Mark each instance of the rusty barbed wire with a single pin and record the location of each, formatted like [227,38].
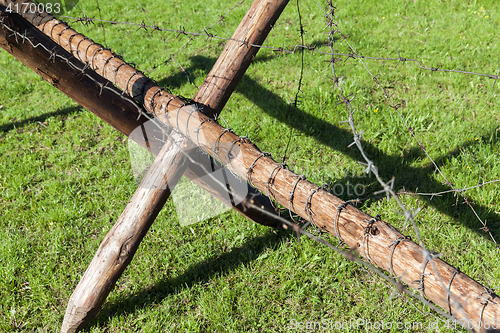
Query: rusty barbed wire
[428,257]
[204,33]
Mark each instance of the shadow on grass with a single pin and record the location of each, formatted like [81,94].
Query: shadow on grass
[335,138]
[199,273]
[330,135]
[62,112]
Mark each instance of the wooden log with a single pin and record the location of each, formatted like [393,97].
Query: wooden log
[109,104]
[110,260]
[378,244]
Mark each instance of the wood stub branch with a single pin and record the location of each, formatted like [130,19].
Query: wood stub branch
[120,244]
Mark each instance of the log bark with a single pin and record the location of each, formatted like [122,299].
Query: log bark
[109,104]
[376,243]
[110,261]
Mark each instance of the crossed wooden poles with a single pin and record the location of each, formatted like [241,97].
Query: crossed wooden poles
[375,240]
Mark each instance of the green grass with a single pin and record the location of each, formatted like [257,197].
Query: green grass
[65,175]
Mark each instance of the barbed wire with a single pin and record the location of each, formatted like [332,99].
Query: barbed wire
[314,49]
[370,165]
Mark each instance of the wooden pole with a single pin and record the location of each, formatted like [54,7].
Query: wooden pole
[110,105]
[380,243]
[121,243]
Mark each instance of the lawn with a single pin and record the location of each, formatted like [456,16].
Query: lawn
[66,176]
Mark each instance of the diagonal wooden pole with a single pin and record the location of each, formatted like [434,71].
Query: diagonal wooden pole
[121,243]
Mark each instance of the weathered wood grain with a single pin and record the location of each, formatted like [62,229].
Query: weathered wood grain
[350,225]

◆ Your instructions: Reproduce the records verbatim, omitting all images they contain.

◆ The answer:
Mark each instance of the rusty barbed wire with a single pin and record the location of each, formatted like [227,38].
Query: rusty barbed wire
[428,257]
[204,33]
Mark each instance of the shadow on grass with a single pin and record the location of each, formatted like [81,94].
Query: shadow on grass
[335,138]
[199,273]
[330,135]
[62,112]
Mark each instance of the wooden log with a single pin and record the location of each, formatted like [393,97].
Query: wooden log
[109,104]
[110,260]
[378,244]
Mark each instance of the wood stub branch with a single pin and record the location of each, formatted like [130,19].
Query: wood stub branch
[120,244]
Mark each instance of the log bark with a single pin and record the location of each, formatted like [122,299].
Query: log bark
[109,104]
[376,243]
[110,261]
Mark each instance of the crossed wooden poles with a single pin and record the location of each, formatted like [241,97].
Query: crossed wooden poles
[375,240]
Mark each instance of the green grass with a single pin and record the location of each, formatted like [257,197].
Query: green grass
[65,175]
Mark each instance of the barbed wire with a single pin and record the location of each, formatted like [332,99].
Query: barbed wire
[314,49]
[370,165]
Mark each instance of the wooden pole with a single pin and record the location of each, formatted like [54,7].
Query: wooden pole
[110,105]
[380,243]
[121,243]
Mark each instance of the lawn with a single pin and record the location of each, formatted like [456,16].
Query: lawn
[66,176]
Mark each instance of the diagonal wooden pole with a single pin and record the location of each, formatted like [434,71].
Query: diagonal wooden pole
[121,243]
Mark each instance of the weathered wood grain with a single pin and record the location of each, formatted like [62,229].
Query: weathered wood grain
[350,225]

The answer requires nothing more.